• **Document text**:

----------

Conclusions: This study highlights the enduring impact of long COVID on quality of life and physical activity, with specific brain structural changes identified two years post-infection. Although cognitive tests did not show clear impairment, the observed brain atrophy and significant reduction in quality of life emphasize the need for comprehensive interventions and further longitudinal studies to understand the long-term effects of long COVID on cognition and brain health.

Source: Cataldo SA, Micciulli A, Margulis L, Cibeyra M, Defeo S, Horovitz SG, Martino A, Melano R, Mena M, Parisi F, Santoro D, Sarmiento F, Belzunce MA. Cognitive impact and brain structural changes in long COVID patients: a cross-sectional MRI study two years post infection in a cohort from Argentina. BMC Neurol. 2024 Nov 18;24(1):450. doi: 10.1186/s12883-024-03959-8. PMID: 39558250; PMCID: PMC11572126. https://pmc.ncbi.nlm.nih.gov/articles/PMC11572126/ (Full text)

Long COVID Is Not a Functional Neurologic Disorder

Abstract:

Long COVID is a common sequela of SARS-CoV-2 infection. Data from numerous scientific studies indicate that long COVID involves a complex interaction between pathophysiological processes. Long COVID may involve the development of new diagnosable health conditions and exacerbation of pre-existing health conditions. However, despite this rapidly accumulating body of evidence regarding the pathobiology of long COVID, psychogenic and functional interpretations of the illness presentation continue to be endorsed by some healthcare professionals, creating confusion and inappropriate diagnostic and therapeutic pathways for people living with long COVID.

The purpose of this perspective is to present a clinical and scientific rationale for why long COVID should not be considered as a functional neurologic disorder. It will begin by discussing the parallel historical development of pathobiological and psychosomatic/sociogenic diagnostic constructs arising from a common root in neurasthenia, which has resulted in the collective understandings of myalgic encephalomyelitis/chronic fatigue syndrome (ME/CFS) and functional neurologic disorder (FND), respectively. We will also review the case definition criteria for FND and the distinguishing clinical and neuroimaging findings in FND vs. long COVID.

We conclude that considering long COVID as FND is inappropriate based on differentiating pathophysiologic mechanisms and distinguishing clinical findings.

Source: Davenport TE, Blitshteyn S, Clague-Baker N, Davies-Payne D, Treisman GJ, Tyson SF. Long COVID Is Not a Functional Neurologic Disorder. J Pers Med. 2024 Jul 29;14(8):799. doi: 10.3390/jpm14080799. PMID: 39201991. https://www.mdpi.com/2075-4426/14/8/799 (Full text)

Brain microstructural changes and fatigue after COVID-19

Abstract:

Background: Fatigue and cognitive complaints are the most frequent persistent symptoms in patients after severe acute respiratory syndrome coronavirus 2 (SARS-CoV-2) infection. This study aimed to assess fatigue and neuropsychological performance and investigate changes in the thickness and volume of gray matter (GM) and microstructural abnormalities in the white matter (WM) in a group of patients with mild-to-moderate coronavirus disease 2019 (COVID-19).

----------

• **Provided information**:

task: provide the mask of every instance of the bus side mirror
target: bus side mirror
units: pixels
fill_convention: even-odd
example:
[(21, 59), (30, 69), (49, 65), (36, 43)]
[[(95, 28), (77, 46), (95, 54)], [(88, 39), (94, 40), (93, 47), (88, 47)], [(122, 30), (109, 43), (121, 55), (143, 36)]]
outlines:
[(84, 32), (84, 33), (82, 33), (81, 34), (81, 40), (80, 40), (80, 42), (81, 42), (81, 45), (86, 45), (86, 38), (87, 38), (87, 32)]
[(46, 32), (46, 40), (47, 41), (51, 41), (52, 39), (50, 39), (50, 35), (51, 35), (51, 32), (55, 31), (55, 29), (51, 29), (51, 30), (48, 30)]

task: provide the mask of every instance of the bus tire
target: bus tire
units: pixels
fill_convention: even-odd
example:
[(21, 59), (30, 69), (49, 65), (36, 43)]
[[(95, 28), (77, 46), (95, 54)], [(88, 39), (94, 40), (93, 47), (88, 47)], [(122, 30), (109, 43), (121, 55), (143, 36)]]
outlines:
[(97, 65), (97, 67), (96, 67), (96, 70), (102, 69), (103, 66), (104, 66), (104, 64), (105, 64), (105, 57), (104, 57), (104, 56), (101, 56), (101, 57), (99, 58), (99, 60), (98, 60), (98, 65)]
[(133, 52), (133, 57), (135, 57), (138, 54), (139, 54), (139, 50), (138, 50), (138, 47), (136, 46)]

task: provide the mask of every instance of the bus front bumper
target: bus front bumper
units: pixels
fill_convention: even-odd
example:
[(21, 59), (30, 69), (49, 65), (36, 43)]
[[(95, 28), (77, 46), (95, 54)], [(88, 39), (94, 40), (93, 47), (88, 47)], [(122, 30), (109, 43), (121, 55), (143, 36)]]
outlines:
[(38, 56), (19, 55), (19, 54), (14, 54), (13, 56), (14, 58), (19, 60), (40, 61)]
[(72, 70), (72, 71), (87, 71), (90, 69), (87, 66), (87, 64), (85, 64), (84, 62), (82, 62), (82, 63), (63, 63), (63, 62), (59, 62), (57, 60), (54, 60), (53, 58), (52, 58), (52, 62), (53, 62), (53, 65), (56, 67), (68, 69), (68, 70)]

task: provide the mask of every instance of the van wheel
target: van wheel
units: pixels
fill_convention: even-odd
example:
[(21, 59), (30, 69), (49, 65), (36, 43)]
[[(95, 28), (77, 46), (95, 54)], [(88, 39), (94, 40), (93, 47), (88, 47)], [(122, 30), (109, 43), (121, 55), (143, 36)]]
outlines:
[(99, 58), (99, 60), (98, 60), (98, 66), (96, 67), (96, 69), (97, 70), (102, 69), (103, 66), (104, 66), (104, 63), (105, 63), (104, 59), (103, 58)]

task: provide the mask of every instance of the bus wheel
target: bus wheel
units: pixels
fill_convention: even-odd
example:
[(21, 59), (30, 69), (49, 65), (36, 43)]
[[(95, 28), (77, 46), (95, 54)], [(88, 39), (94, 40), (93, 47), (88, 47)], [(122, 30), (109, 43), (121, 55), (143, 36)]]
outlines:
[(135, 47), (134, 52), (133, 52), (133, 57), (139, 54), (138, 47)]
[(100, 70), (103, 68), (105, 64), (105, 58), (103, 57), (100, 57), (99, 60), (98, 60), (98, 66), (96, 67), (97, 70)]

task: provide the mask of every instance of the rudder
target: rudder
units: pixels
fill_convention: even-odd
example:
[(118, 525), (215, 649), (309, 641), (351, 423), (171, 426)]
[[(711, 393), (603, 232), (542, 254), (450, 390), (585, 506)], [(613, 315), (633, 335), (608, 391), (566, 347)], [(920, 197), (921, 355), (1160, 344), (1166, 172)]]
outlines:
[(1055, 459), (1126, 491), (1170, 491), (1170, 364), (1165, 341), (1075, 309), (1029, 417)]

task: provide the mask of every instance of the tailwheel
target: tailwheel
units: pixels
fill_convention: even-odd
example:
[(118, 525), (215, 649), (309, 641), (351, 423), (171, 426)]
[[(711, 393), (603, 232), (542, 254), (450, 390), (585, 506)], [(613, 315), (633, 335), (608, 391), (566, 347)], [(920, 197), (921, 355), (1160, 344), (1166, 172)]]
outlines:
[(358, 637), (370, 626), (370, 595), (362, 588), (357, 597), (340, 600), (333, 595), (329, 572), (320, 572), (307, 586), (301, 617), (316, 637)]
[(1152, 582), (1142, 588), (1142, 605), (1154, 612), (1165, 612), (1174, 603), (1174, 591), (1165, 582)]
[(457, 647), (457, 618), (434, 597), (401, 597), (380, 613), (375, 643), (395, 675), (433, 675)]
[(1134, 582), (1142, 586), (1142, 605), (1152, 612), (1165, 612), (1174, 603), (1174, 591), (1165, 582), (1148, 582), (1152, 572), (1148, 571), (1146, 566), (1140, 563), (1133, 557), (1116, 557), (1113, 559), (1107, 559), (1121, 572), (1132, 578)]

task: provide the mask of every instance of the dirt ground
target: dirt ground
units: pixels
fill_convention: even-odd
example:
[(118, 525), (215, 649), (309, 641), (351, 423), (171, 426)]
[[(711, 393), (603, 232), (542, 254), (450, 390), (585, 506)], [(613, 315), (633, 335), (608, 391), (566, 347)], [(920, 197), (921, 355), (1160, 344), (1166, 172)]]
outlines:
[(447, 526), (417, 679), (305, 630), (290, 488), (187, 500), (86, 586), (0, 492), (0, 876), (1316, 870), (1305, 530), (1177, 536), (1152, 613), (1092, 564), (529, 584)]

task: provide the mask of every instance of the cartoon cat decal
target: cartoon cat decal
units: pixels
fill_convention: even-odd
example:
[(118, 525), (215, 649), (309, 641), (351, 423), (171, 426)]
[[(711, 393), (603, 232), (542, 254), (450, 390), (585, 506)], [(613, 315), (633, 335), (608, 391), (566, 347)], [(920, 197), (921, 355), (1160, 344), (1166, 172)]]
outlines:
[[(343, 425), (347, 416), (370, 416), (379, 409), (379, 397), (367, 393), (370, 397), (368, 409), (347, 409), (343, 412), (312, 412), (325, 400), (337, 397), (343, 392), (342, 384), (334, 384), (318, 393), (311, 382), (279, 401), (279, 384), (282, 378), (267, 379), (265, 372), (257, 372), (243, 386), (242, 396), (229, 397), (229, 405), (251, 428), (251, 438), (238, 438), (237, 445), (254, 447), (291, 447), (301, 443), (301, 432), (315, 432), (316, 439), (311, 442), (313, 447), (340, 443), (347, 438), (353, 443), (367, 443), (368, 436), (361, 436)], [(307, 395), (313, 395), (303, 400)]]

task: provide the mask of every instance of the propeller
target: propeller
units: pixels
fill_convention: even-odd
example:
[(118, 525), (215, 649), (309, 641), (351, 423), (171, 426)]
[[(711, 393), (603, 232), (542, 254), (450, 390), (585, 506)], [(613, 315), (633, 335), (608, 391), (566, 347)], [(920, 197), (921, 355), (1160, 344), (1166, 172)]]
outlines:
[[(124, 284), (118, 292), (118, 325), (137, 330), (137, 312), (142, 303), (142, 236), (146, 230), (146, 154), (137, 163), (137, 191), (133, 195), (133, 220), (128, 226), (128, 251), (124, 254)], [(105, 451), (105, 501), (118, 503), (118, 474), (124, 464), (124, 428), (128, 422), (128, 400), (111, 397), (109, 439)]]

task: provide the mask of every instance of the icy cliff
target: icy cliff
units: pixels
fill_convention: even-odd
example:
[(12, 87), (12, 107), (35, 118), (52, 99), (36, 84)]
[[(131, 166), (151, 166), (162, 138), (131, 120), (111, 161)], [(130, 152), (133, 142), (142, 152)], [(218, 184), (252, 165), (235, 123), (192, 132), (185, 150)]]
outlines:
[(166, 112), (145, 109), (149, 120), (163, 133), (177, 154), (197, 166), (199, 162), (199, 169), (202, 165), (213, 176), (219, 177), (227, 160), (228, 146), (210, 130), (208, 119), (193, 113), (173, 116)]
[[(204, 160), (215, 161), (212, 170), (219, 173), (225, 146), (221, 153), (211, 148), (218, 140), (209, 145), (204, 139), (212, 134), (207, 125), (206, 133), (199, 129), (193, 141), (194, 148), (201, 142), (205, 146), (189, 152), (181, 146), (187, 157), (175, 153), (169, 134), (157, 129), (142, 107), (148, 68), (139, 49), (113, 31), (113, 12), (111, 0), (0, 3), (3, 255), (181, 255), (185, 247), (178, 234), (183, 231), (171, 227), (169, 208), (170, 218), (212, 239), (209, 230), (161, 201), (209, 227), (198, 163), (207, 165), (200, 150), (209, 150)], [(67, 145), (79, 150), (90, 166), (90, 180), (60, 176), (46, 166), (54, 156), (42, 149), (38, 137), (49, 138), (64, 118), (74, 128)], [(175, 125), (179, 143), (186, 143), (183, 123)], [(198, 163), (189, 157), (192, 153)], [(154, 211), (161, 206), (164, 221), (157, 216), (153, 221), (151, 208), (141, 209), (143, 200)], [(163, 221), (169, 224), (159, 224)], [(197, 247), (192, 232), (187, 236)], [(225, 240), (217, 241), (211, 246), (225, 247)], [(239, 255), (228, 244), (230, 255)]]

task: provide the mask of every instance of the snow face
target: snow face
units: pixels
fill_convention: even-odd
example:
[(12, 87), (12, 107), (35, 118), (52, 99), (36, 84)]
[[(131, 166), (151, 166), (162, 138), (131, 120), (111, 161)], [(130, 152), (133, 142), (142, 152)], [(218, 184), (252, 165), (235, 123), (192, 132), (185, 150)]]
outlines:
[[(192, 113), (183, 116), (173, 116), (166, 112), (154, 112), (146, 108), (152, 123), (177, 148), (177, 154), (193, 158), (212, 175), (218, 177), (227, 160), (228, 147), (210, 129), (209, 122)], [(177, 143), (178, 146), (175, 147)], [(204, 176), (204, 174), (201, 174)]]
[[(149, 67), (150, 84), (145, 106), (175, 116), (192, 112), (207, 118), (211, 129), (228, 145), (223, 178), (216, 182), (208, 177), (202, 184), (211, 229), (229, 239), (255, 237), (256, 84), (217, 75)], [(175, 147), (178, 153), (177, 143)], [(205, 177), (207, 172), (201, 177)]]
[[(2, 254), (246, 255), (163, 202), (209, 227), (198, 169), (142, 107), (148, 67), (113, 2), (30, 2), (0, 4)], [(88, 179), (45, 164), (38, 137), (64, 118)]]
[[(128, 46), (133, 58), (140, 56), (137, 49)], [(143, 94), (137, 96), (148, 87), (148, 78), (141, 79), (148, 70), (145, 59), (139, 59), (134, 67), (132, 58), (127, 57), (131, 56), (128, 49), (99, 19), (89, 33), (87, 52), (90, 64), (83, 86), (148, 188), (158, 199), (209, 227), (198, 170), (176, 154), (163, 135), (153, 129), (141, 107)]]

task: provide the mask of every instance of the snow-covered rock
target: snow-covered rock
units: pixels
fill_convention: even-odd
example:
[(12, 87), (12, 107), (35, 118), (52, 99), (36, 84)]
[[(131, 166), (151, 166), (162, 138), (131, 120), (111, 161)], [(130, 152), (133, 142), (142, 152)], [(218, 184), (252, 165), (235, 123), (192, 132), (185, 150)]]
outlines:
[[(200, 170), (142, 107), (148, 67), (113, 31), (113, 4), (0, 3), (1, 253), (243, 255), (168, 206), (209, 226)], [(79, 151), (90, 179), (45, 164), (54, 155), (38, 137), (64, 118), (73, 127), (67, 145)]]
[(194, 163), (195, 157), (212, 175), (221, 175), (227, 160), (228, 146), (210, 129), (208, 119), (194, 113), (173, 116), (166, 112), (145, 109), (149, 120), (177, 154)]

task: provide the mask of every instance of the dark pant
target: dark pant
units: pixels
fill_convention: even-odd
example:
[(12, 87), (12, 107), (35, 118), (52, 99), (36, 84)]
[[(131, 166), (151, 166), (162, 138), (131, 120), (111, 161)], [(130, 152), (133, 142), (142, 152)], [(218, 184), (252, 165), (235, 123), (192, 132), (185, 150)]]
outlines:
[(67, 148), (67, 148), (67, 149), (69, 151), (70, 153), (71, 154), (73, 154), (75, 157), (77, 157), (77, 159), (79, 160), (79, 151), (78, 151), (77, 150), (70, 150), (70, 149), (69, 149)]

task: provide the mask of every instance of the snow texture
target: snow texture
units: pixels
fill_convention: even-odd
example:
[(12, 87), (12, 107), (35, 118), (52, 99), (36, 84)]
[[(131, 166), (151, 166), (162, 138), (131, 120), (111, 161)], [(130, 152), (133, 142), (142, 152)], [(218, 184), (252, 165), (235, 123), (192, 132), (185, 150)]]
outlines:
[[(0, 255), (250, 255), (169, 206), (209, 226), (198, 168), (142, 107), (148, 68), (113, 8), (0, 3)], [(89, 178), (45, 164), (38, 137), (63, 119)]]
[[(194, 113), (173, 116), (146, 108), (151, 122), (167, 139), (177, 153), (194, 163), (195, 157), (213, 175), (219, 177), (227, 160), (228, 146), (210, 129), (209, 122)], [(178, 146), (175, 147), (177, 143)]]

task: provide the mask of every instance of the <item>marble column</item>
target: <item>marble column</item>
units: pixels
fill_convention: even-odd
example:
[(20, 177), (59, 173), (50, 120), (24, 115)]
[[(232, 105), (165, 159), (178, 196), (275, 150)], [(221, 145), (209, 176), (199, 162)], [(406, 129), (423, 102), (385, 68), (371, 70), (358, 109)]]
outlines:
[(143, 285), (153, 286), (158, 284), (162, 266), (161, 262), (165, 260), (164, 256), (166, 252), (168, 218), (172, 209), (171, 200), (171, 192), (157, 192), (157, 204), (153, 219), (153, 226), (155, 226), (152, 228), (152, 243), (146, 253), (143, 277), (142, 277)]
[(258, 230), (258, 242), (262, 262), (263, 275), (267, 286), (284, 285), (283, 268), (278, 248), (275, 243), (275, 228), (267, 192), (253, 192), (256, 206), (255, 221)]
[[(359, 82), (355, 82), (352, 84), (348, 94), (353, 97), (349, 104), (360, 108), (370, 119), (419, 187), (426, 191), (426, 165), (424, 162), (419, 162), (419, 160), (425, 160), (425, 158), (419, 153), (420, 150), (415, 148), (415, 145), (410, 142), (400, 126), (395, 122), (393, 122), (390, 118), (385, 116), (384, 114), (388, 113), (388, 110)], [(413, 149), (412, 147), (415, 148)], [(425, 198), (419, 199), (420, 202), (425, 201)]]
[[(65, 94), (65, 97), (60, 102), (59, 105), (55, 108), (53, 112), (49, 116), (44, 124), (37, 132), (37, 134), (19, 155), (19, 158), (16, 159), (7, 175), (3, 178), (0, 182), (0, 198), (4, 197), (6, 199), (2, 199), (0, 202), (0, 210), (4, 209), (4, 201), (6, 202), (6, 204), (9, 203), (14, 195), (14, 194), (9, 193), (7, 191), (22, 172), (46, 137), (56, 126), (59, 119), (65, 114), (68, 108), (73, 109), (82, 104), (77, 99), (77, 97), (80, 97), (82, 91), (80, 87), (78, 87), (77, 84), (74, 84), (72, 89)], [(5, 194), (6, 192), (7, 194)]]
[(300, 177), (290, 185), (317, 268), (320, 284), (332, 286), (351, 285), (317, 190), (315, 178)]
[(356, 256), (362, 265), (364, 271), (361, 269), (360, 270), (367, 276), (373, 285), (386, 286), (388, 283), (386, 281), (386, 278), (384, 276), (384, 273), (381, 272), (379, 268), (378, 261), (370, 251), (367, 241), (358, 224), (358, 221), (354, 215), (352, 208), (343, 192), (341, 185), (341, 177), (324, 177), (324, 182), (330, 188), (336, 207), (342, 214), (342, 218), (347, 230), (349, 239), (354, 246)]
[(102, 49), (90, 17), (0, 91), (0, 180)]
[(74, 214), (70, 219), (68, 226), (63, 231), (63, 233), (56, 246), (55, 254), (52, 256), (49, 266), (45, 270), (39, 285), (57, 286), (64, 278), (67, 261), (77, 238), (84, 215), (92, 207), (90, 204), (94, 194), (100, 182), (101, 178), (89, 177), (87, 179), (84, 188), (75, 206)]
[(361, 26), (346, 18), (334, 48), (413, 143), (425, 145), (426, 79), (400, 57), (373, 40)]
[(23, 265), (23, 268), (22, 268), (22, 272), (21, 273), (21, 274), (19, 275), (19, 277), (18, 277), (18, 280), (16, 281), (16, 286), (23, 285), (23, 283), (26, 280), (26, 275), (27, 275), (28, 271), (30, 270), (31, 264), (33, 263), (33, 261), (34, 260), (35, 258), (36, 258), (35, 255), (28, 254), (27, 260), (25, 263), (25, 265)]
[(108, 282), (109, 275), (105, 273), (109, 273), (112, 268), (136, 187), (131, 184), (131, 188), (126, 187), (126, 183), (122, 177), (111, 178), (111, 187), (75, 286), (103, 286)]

----------

• **Work request 1**: Summarize the long COVID abstracts excerpt in three sentences.
• **Work request 2**: Write the next portion of the long COVID abstracts excerpt, starting after its last sentence.

• **Response 1**: A study found that long COVID had a lasting impact on quality of life and physical activity, with specific brain structural changes identified two years after infection, although cognitive tests did not show clear impairment. A perspective argues that long COVID should not be considered a functional neurologic disorder because the two conditions differ in their pathophysiologic mechanisms and clinical findings. A further study assessed fatigue, neuropsychological performance, and gray and white matter changes in patients with mild-to-moderate COVID-19, because fatigue and cognitive complaints are the most frequent persistent symptoms after SARS-CoV-2 infection.

• **Response 2**:
Methods: We studied 56 COVID-19 patients and 37 matched controls using magnetic resonance imaging (MRI). Cognition was assessed using Montreal Cognitive Assessment and Cambridge Neuropsychological Test Automated Battery, and fatigue was assessed using Chalder Fatigue Scale (CFQ-11). T1-weighted MRI was used to assess GM thickness and volume. Fiber-specific apparent fiber density (FD), free water index, and diffusion tensor imaging data were extracted using diffusion-weighted MRI (d-MRI). d-MRI data were correlated with clinical and cognitive measures using partial correlations and general linear modeling.

Results: COVID-19 patients had mild-to-moderate acute illness (95% non-hospitalized). The average period between real-time quantitative reverse transcription polymerase chain reaction-based diagnosis and clinical/MRI assessments was 93.3 (±26.4) days. The COVID-19 group had higher total CFQ-11 scores than the control group (p < 0.001). There were no differences in neuropsychological performance between groups. The COVID-19 group had lower FD in the association, projection, and commissural tracts, but no change in GM. The corona radiata, corticospinal tract, corpus callosum, arcuate fasciculus, cingulate, fornix, inferior fronto-occipital fasciculus, inferior longitudinal fasciculus, superior longitudinal fasciculus, and uncinate fasciculus were involved. CFQ-11 scores, performance in reaction time, and visual memory tests correlated with microstructural changes in patients with COVID-19.

Conclusions: Quantitative d-MRI detected changes in the WM microstructure of patients recovering from COVID-19. This study suggests a possible brain substrate underlying the symptoms caused by SARS-CoV-2 during medium- to long-term recovery.

Source: Bispo DDC, Brandão PRP, Pereira DA, Maluf FB, Dias BA, Paranhos HR, von Glehn F, de Oliveira ACP, Regattieri NAT, Silva LS, Yasuda CL, Soares AASM, Descoteaux M. Brain microstructural changes and fatigue after COVID-19. Front Neurol. 2022 Nov 10;13:1029302. doi: 10.3389/fneur.2022.1029302. PMID: 36438956; PMCID: PMC9685991. https://www.ncbi.nlm.nih.gov/pmc/articles/PMC9685991/ (Full text)

A causal link between autoantibodies and neurological symptoms in long COVID

Summary:

Acute SARS-CoV-2 infection triggers the generation of diverse and functional autoantibodies (AABs), even after mild cases. Persistently elevated autoantibodies have been found in some individuals with long COVID (LC). Using a >21,000 human protein array, we identified diverse AAB targets in LC patients that correlated with their symptoms.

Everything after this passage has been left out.